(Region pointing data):
□ □ □ □ □ □ □

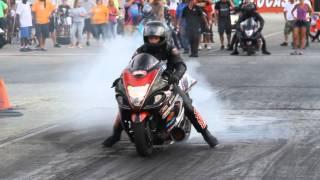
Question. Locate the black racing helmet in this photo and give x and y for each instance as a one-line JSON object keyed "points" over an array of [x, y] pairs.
{"points": [[155, 28], [250, 8], [147, 10]]}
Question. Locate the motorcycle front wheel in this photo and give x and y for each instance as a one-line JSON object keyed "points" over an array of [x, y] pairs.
{"points": [[143, 138]]}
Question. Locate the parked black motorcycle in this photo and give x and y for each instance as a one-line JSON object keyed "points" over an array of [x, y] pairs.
{"points": [[249, 36]]}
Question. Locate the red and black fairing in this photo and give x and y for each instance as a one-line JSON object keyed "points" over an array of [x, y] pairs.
{"points": [[143, 86]]}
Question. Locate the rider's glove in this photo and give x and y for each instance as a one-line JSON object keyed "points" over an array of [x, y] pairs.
{"points": [[173, 79], [260, 29]]}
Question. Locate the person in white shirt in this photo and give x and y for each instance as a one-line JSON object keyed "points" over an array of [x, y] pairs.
{"points": [[25, 18], [288, 28]]}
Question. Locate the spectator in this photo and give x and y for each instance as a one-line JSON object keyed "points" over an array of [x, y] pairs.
{"points": [[223, 18], [43, 9], [113, 13], [183, 26], [193, 16], [3, 10], [288, 28], [53, 27], [25, 18], [207, 33], [317, 27], [88, 5], [78, 14], [300, 26], [100, 17], [64, 9], [132, 16]]}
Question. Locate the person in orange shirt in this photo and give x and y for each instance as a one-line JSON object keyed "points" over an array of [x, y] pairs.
{"points": [[99, 20], [43, 10]]}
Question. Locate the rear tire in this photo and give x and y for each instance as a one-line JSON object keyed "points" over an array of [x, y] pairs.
{"points": [[143, 138], [187, 128]]}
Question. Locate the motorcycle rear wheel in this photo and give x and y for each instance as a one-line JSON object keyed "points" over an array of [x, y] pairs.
{"points": [[143, 138]]}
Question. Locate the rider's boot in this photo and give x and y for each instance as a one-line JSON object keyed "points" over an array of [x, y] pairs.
{"points": [[116, 135]]}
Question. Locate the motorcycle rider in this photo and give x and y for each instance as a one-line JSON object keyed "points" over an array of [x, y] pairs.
{"points": [[156, 44], [249, 11]]}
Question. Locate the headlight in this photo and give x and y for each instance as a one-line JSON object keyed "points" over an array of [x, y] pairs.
{"points": [[249, 32], [137, 94], [157, 98]]}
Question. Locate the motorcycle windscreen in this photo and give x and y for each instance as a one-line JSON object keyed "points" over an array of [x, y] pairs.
{"points": [[139, 77], [142, 62]]}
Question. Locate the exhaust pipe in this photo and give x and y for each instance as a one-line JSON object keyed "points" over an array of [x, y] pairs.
{"points": [[177, 134]]}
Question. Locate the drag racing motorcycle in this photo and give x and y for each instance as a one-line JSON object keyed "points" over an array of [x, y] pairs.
{"points": [[151, 112], [249, 36]]}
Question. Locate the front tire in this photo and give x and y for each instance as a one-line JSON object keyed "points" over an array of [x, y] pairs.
{"points": [[143, 138]]}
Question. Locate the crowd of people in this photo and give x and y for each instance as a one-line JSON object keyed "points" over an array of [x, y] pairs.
{"points": [[191, 21]]}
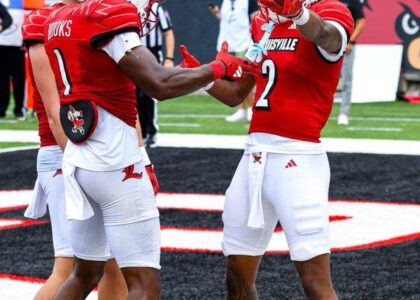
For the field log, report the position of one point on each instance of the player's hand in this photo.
(189, 60)
(285, 8)
(236, 67)
(151, 173)
(168, 63)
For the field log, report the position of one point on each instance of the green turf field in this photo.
(202, 114)
(13, 145)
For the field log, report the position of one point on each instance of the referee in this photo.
(147, 106)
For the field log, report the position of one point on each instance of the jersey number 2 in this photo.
(269, 71)
(63, 71)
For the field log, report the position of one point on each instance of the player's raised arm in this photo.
(45, 82)
(164, 83)
(230, 93)
(326, 26)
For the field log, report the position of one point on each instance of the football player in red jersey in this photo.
(284, 174)
(49, 186)
(95, 52)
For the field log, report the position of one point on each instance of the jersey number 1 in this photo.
(63, 71)
(269, 71)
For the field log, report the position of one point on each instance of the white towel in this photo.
(77, 205)
(256, 168)
(38, 206)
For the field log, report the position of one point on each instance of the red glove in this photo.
(286, 8)
(189, 60)
(230, 67)
(151, 172)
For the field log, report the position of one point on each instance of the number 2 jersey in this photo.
(295, 95)
(77, 37)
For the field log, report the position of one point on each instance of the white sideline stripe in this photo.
(385, 129)
(382, 119)
(221, 116)
(13, 149)
(23, 290)
(179, 125)
(335, 145)
(193, 116)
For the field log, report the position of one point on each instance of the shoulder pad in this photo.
(333, 10)
(115, 14)
(33, 26)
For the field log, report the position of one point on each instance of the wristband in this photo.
(219, 69)
(303, 17)
(144, 157)
(209, 86)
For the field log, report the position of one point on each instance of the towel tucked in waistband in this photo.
(256, 167)
(77, 205)
(38, 206)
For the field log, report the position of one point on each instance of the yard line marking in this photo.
(23, 287)
(386, 129)
(213, 141)
(202, 116)
(13, 149)
(222, 116)
(381, 223)
(195, 125)
(383, 119)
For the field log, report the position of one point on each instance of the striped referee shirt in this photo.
(154, 39)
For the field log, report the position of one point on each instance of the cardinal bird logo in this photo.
(129, 173)
(76, 117)
(407, 27)
(257, 157)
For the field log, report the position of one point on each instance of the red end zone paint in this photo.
(354, 224)
(22, 278)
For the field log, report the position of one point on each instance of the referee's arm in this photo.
(165, 25)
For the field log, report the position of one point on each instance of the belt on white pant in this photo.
(77, 205)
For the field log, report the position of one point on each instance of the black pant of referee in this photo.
(12, 66)
(147, 110)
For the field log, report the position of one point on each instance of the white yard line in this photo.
(340, 145)
(194, 125)
(199, 116)
(385, 129)
(222, 116)
(382, 119)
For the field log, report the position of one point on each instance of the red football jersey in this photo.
(33, 32)
(295, 95)
(74, 37)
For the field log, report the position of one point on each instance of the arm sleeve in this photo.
(357, 11)
(5, 17)
(335, 57)
(337, 12)
(121, 44)
(252, 7)
(164, 19)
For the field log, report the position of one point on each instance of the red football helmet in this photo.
(148, 14)
(280, 11)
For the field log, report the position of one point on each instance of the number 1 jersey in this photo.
(74, 36)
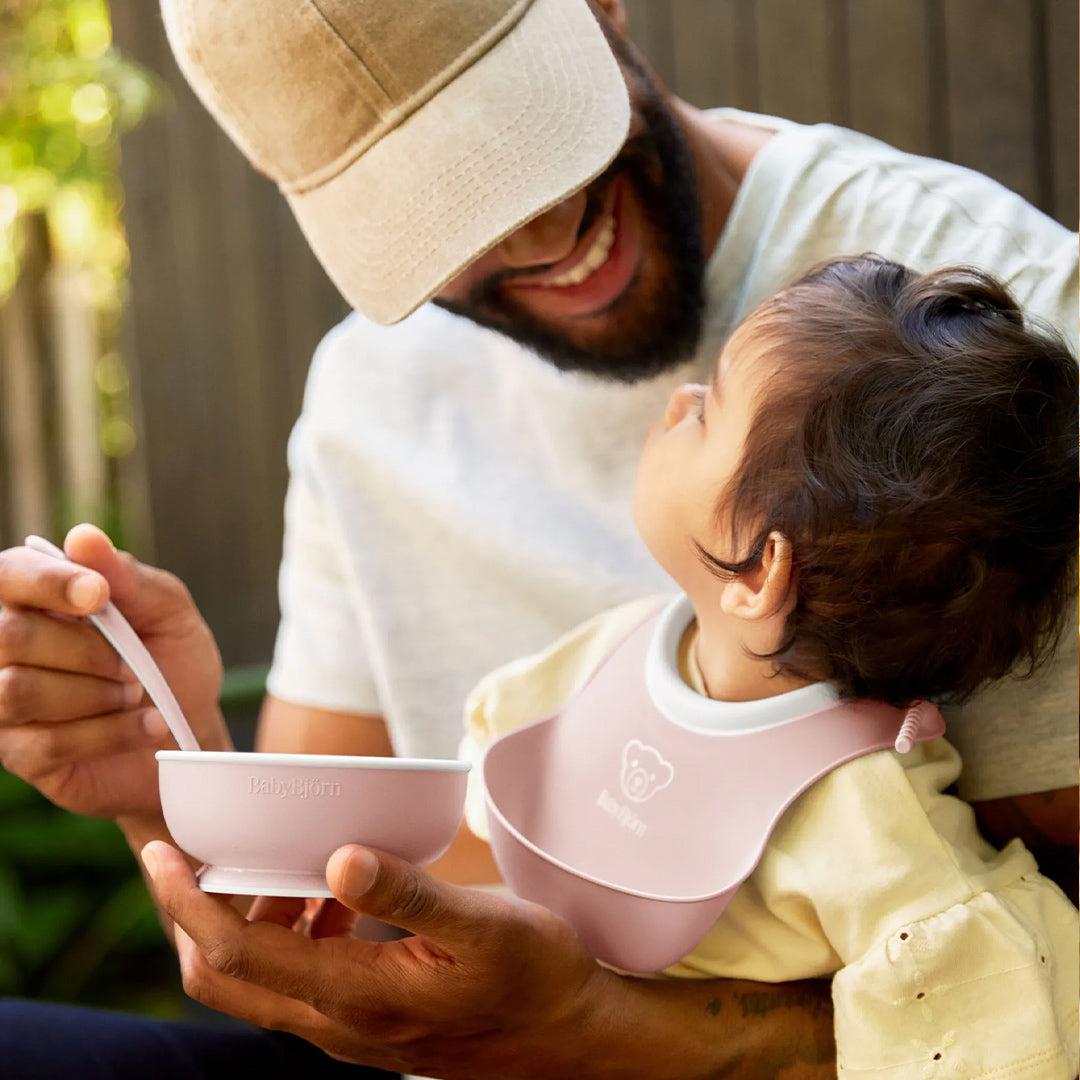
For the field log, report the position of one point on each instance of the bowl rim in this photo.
(313, 760)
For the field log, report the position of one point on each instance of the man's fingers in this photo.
(392, 890)
(254, 1003)
(31, 579)
(35, 639)
(333, 920)
(149, 597)
(32, 751)
(260, 953)
(30, 694)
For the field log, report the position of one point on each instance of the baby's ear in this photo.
(766, 591)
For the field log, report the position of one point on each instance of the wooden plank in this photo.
(179, 291)
(989, 56)
(715, 53)
(801, 49)
(76, 345)
(24, 450)
(1063, 121)
(889, 72)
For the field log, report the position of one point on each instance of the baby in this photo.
(875, 499)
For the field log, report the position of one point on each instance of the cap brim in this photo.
(537, 117)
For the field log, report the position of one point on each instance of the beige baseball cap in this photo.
(408, 136)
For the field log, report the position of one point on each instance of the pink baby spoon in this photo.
(118, 632)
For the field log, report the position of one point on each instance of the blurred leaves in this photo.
(77, 922)
(73, 908)
(65, 96)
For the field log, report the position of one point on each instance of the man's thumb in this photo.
(143, 593)
(391, 890)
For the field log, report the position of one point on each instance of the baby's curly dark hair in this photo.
(917, 444)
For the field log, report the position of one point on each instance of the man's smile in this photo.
(598, 269)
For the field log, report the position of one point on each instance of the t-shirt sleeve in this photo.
(948, 958)
(985, 988)
(532, 687)
(319, 657)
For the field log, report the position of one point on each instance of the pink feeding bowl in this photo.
(266, 824)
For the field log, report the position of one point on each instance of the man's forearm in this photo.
(709, 1029)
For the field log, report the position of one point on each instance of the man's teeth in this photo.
(593, 259)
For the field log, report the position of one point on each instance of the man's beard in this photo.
(646, 332)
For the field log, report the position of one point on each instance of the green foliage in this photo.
(76, 920)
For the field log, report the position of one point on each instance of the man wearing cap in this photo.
(459, 496)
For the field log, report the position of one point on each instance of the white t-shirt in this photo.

□ □ □ □ □ □ □

(Work to complete): Repeat the data above starting at the line with "smile in this photo." and ending at its last line, exactly, with no other lines.

(Solution for this exercise):
For the field log, report the position of one point on each instance of the man's smile in this photo.
(598, 269)
For the field log, report the position of one point on each instance of the t-shirt sleeve in this photo.
(948, 958)
(985, 988)
(532, 687)
(319, 657)
For the field log, report the position of one point on each instance of the pink feeding bowl in this photo.
(266, 824)
For the field log, report the position of one point on each instance of the man's forearm in this photo.
(709, 1029)
For the field log, report the position of one point on each instance of the man's teeth in this photo.
(593, 259)
For the field log, report the position of one point on each instance of the man's beard in this photo.
(646, 332)
For the field log, report the position of one point on each instance of the green foliage in this photo.
(76, 920)
For the field log, report the position of one point on each instance of the man wearing cap in this photo.
(459, 496)
For the field log, report the position of one point on each instance of the white t-shirt in this photo.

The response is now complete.